● **Voci di annotazione delle regioni**
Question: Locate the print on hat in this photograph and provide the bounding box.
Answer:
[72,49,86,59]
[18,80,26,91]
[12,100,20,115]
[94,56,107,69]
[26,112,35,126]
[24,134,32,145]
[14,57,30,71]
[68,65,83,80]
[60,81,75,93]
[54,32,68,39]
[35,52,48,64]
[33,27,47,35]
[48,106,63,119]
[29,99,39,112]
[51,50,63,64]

● **Esercizio**
Riporti tutte le righe dei record qui sopra in una tabella Markdown con le colonne «Numero» e «Riga», tralasciando le righe vuote.

● **Soluzione**
| Numero | Riga |
|---|---|
| 1 | Question: Locate the print on hat in this photograph and provide the bounding box. |
| 2 | Answer: |
| 3 | [72,49,86,59] |
| 4 | [18,80,26,91] |
| 5 | [12,100,20,115] |
| 6 | [94,56,107,69] |
| 7 | [26,112,35,126] |
| 8 | [24,134,32,145] |
| 9 | [14,57,30,71] |
| 10 | [68,65,83,80] |
| 11 | [60,81,75,93] |
| 12 | [54,32,68,39] |
| 13 | [35,52,48,64] |
| 14 | [33,27,47,35] |
| 15 | [48,106,63,119] |
| 16 | [29,99,39,112] |
| 17 | [51,50,63,64] |